## Written task A:
In the game theory course description, which calculator will students be given for the exam?
## Written task B:
Pick up the game theory course description after its final sentence and write the next part.

The aim of this course is to provide an introduction to strategic thinking and analysis through the basic techniques of game theory and to illustrate the range of its applications in almost all fields of social interaction.  While the level of the course will be introductory, and mathematical prerequisites are minimal, the presentation of the material will rely on precise logical arguments.  This course should be of interest to students from any part of the University.

Learning Outcomes

Upon successful completion, students will have the knowledge and skills to:

  1. Demonstrate an understanding of how game theorists approach a strategic problem.
  2. Demonstrate an understanding of the tools taught in class and be able to recognise their application to the analysis of real world situations.
  3. Recognise the strategic issues in a problem and demonstrate an understanding of how a game theorist might decide on the appropriate tools to analyse it.

Research-Led Teaching

The lecturer is a user and developer of game theory in his own research. Consequently, students will be exposed to the use of game theory and strategic thinking in current economics research, time permitting.

Examination Material or equipment

You will be provided with a calculator (HP Scientific Calculator 300s+) for this exam. Only calculators provided by the Examinations Office on the day of the exam are permitted in the exam room.

## Data lines:
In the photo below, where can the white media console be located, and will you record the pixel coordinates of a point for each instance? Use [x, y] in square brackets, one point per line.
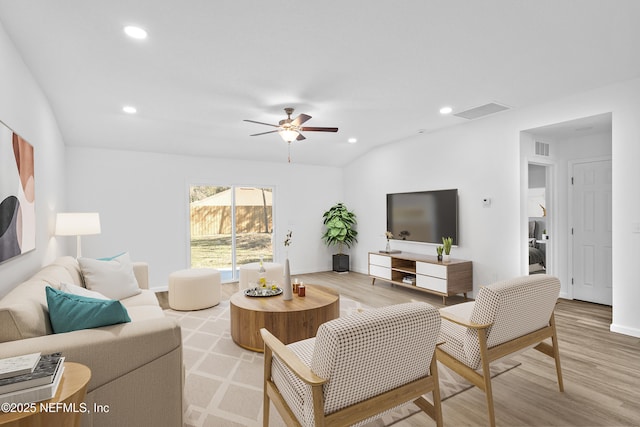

## Exercise response A:
An HP Scientific Calculator 300s+.

## Exercise response B:
Required Resources

You will need access to a calculator to complete exercises required for this course. You will be provided with a calculator (HP Scientific Calculator 300s+) for the final examination

No textbook is formally required but students should find the following useful (in this order).

Watson, J. (2013), Strategy: an introduction to game theory 3e. Norton. ISBN 978-0-393-91838-0.

Dixit, A., S. Skeath & D. Reiley (2015), Games of strategy. 4e. Norton. ISBN 978-0-393-91968.

Osborne, M. (2009), An introduction to game theory Intn’l Ed. Oxford UP. ISBN 978-0-19-532248-4.

Texts will be available in the library on short term reserve. Any older editions of these books will do.

Staff Feedback

Students will be given feedback in the following forms in this course:

It is hoped that the lectures will involve a lot of discussion, questions and answers. We will provide a verbal review of each tutorial exercise and review of the quizzes (in tutorial time) and thus feedback to the class as a whole. All in-class questions will be discussed directly in class.

The Wattle site contains a forum for ongoing (anonymised) discussion and feedback and there will also be a small, optional survey mid-way through the course. I will be appointing a couple of student class representatives and they will be an important source of (anonymised) feedback too – more details in class.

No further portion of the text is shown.